--- Provided material ---
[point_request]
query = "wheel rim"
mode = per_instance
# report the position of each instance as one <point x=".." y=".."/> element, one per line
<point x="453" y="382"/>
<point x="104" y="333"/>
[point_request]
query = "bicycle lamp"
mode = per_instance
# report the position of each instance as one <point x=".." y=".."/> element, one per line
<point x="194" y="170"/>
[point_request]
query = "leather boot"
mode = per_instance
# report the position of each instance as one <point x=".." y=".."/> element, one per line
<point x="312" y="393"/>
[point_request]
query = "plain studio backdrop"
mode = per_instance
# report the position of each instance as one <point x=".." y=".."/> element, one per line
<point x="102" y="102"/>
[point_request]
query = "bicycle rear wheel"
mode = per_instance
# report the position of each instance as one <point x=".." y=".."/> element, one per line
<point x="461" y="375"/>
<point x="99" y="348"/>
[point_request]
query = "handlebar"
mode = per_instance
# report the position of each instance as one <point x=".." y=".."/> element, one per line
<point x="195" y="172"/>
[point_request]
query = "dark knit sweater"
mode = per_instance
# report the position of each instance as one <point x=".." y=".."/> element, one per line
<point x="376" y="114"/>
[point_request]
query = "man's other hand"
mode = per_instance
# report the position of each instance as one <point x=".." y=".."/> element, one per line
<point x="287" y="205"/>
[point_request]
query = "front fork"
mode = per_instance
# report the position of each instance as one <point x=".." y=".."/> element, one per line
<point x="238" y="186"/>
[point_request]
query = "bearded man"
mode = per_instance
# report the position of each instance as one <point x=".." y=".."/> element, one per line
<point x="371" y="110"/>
---
### Written exercise:
Pull out each line of the material above that contains the string "query", and treat uppercase and lowercase as different.

### Exercise output:
query = "wheel rim"
query = "bicycle lamp"
query = "leather boot"
query = "plain studio backdrop"
query = "bicycle rear wheel"
query = "handlebar"
query = "dark knit sweater"
query = "man's other hand"
query = "front fork"
query = "bearded man"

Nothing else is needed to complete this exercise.